== Task directions ==
Verbatim output of all the material below is required.
** START Dataset **
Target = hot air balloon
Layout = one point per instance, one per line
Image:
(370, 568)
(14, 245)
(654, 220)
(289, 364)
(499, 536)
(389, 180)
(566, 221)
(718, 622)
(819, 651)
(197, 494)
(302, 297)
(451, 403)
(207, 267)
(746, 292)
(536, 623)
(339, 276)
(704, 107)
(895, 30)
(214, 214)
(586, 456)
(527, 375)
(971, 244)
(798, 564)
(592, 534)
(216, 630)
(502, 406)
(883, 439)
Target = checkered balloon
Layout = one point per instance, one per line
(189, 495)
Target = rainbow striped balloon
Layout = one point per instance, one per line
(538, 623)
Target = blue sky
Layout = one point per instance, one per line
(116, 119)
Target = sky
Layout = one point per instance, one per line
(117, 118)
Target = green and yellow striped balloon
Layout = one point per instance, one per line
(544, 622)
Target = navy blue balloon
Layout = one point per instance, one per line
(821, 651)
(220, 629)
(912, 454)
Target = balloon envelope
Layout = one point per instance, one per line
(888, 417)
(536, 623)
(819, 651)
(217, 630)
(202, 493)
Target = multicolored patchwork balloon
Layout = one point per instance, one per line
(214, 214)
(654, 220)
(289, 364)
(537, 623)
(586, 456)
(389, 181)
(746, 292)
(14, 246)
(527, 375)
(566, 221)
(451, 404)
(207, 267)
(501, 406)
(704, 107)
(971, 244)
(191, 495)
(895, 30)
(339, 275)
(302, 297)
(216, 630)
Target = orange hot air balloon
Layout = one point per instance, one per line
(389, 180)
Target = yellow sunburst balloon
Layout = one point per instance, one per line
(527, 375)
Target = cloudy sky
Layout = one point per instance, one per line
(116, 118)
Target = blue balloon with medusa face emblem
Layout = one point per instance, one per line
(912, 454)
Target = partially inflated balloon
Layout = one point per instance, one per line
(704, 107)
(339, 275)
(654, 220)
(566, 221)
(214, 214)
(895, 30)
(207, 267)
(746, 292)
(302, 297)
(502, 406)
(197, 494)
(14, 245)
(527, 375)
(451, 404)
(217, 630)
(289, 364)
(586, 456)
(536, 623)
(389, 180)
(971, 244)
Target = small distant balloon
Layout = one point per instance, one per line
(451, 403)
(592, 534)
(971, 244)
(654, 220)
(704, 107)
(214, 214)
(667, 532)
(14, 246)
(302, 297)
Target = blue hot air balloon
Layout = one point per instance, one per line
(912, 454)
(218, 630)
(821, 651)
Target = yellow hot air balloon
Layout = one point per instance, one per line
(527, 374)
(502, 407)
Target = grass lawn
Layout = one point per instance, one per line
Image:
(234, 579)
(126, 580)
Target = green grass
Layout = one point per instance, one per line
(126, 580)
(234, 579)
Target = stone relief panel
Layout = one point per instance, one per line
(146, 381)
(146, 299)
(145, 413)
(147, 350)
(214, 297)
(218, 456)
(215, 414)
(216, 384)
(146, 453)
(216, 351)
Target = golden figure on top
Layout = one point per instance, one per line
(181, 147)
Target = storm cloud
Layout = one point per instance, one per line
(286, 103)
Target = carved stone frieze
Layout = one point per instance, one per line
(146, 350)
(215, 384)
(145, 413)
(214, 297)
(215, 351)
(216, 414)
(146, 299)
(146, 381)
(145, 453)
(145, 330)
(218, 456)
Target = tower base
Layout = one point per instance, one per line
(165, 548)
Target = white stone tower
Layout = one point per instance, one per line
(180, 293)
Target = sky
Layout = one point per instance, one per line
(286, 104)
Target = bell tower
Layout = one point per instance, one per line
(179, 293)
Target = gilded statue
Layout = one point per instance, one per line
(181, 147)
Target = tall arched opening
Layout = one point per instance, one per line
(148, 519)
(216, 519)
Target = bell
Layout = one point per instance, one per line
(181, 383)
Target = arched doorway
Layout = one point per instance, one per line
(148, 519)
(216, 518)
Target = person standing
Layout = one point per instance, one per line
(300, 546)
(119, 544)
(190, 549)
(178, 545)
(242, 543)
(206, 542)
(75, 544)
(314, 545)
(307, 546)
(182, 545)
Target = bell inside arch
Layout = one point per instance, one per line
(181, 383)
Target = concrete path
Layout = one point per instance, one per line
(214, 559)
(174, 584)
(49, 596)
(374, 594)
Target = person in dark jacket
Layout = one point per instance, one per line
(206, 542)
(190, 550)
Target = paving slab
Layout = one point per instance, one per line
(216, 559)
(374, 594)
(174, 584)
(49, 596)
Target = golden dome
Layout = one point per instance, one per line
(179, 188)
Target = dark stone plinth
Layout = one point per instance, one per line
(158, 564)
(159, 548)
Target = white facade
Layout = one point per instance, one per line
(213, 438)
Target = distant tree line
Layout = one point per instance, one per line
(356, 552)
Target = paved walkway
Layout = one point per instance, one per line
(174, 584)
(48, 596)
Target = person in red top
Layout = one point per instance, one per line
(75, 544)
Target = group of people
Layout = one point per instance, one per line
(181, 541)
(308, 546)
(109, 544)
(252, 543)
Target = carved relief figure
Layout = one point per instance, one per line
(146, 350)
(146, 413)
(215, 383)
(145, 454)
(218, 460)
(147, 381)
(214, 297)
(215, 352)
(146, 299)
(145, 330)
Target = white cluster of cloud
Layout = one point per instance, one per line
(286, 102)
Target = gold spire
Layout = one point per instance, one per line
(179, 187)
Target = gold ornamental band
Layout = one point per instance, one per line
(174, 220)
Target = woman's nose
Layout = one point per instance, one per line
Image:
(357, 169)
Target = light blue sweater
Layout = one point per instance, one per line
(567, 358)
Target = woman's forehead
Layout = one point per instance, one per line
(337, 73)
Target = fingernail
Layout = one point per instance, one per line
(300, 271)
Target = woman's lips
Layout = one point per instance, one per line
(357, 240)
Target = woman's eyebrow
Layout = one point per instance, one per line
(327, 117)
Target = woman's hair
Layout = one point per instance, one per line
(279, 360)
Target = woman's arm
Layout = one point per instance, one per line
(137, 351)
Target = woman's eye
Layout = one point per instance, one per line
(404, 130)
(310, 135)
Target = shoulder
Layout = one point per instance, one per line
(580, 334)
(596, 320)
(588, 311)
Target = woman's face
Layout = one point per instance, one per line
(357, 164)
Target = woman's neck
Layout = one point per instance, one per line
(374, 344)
** END Dataset **
== Written answer ==
Target = hot air balloon
Layout = one point per instance, one per line
Image:
(370, 568)
(14, 245)
(654, 220)
(289, 364)
(499, 536)
(389, 180)
(566, 221)
(718, 622)
(819, 651)
(197, 494)
(302, 297)
(451, 403)
(207, 267)
(746, 292)
(536, 623)
(339, 276)
(704, 107)
(895, 30)
(214, 214)
(586, 456)
(527, 375)
(971, 244)
(798, 564)
(592, 534)
(216, 630)
(502, 406)
(883, 439)
Target = checkered balloon
Layout = one point per instance, one per line
(189, 495)
Target = rainbow striped balloon
Layout = one point per instance, one per line
(538, 623)
Target = blue sky
Layout = one point per instance, one per line
(116, 119)
Target = sky
Layout = one point per instance, one per line
(117, 118)
Target = green and yellow striped balloon
Layout = one point per instance, one per line
(544, 622)
Target = navy blue balloon
Layout = one point per instance, one per line
(821, 651)
(220, 629)
(912, 454)
Target = balloon envelope
Layout = one point per instance, one per line
(888, 417)
(536, 623)
(819, 651)
(217, 630)
(202, 493)
Target = multicolored patchwork balloon
Layout = one point per instance, one per line
(214, 214)
(654, 220)
(289, 364)
(537, 623)
(586, 456)
(389, 181)
(746, 292)
(14, 246)
(527, 375)
(566, 221)
(451, 404)
(207, 267)
(501, 406)
(704, 107)
(971, 244)
(191, 495)
(895, 30)
(339, 275)
(302, 297)
(216, 630)
Target = orange hot air balloon
Layout = one point per instance, one per line
(389, 180)
Target = yellow sunburst balloon
Layout = one point per instance, one per line
(527, 375)
Target = cloudy sky
Layout = one point per instance, one per line
(116, 118)
Target = blue balloon with medusa face emblem
Layout = one point per instance, one per line
(912, 454)
Target = partially inflated balloon
Layout = one point per instance, one per line
(704, 107)
(339, 275)
(654, 220)
(566, 221)
(214, 214)
(895, 30)
(207, 267)
(746, 292)
(302, 297)
(502, 406)
(197, 494)
(14, 245)
(527, 375)
(451, 404)
(217, 630)
(289, 364)
(586, 456)
(536, 623)
(389, 180)
(971, 244)
Target = small distant balloon
Layout = one point per instance, one per line
(451, 403)
(592, 534)
(971, 244)
(654, 220)
(704, 107)
(214, 214)
(667, 532)
(14, 246)
(302, 297)
Target = blue hot air balloon
Layout = one point per instance, one per line
(912, 454)
(218, 630)
(821, 651)
Target = yellow hot air balloon
Layout = one point per instance, one per line
(527, 374)
(502, 407)
Target = grass lawn
Layout = one point per instance, one per line
Image:
(234, 579)
(126, 580)
Target = green grass
Layout = one point per instance, one per line
(126, 580)
(234, 579)
Target = stone relief panel
Layout = one point per instance, one per line
(146, 381)
(146, 299)
(145, 413)
(147, 350)
(214, 297)
(218, 456)
(215, 414)
(216, 384)
(146, 453)
(216, 351)
Target = golden figure on top
Layout = one point per instance, one per line
(181, 147)
Target = storm cloud
Layout = one point per instance, one per line
(286, 103)
Target = carved stone frieze
Layout = one point per instance, one per line
(146, 350)
(215, 384)
(145, 413)
(214, 297)
(215, 351)
(216, 414)
(146, 299)
(146, 381)
(145, 453)
(145, 330)
(218, 456)
Target = tower base
Layout = one point per instance, one per line
(165, 548)
Target = white stone tower
Layout = one point per instance, one per line
(180, 293)
Target = sky
Layout = one point per instance, one per line
(286, 104)
Target = bell tower
Layout = one point per instance, one per line
(179, 293)
Target = gilded statue
Layout = one point per instance, one per line
(181, 147)
Target = tall arched opening
Layout = one point per instance, one per line
(148, 519)
(216, 519)
Target = bell
Layout = one point per instance, one per line
(181, 383)
Target = arched doorway
Layout = one point per instance, one per line
(148, 519)
(216, 518)
Target = person standing
Layout = one point per instance, one per line
(300, 546)
(119, 544)
(190, 549)
(178, 545)
(242, 543)
(206, 542)
(75, 544)
(314, 545)
(307, 546)
(182, 545)
Target = bell inside arch
Layout = one point per instance, one per line
(181, 383)
Target = concrete path
Layout = one point per instance, one per line
(214, 559)
(174, 584)
(49, 596)
(374, 594)
Target = person in dark jacket
Layout = one point per instance, one per line
(206, 542)
(190, 550)
Target = paving slab
Layout = one point per instance, one per line
(216, 559)
(374, 594)
(174, 584)
(49, 596)
Target = golden dome
Layout = one point per instance, one per line
(179, 188)
Target = dark stone plinth
Layout = one point per instance, one per line
(158, 564)
(159, 548)
Target = white facade
Layout = one point per instance, one per line
(213, 438)
Target = distant tree line
Layout = one point per instance, one per line
(356, 552)
Target = paved walkway
Layout = one point per instance, one per line
(174, 584)
(48, 596)
Target = person in red top
Layout = one point per instance, one per line
(75, 544)
Target = group of people
Layout = one point per instance, one per line
(181, 541)
(308, 546)
(109, 544)
(252, 543)
Target = carved relief figure
Layout = one point per instance, one per line
(146, 350)
(146, 413)
(215, 383)
(145, 454)
(218, 460)
(147, 381)
(214, 297)
(215, 352)
(146, 299)
(145, 330)
Target = white cluster of cloud
Layout = one point per instance, one per line
(286, 102)
Target = gold spire
Layout = one point per instance, one per line
(179, 187)
Target = gold ornamental band
Layout = one point per instance, one per line
(174, 220)
Target = woman's nose
Layout = one point per instance, one per line
Image:
(357, 169)
Target = light blue sweater
Layout = one point per instance, one per line
(567, 358)
Target = woman's forehead
Layout = one point per instance, one per line
(337, 73)
Target = fingernail
Layout = one point per instance, one per line
(300, 271)
Target = woman's lips
Layout = one point per instance, one per line
(357, 240)
Target = woman's eyebrow
Layout = one point per instance, one per line
(327, 117)
Target = woman's hair
Layout = one point per instance, one per line
(279, 360)
Target = woman's arm
Layout = one point per instance, one per line
(137, 351)
Target = woman's eye
Layout = one point per instance, one per line
(404, 130)
(310, 135)
Target = shoulder
Layout = one point per instance, one per line
(580, 334)
(596, 320)
(588, 311)
Target = woman's face
Layout = one point per instance, one per line
(357, 164)
Target = woman's neck
Layout = one point per instance, one per line
(374, 344)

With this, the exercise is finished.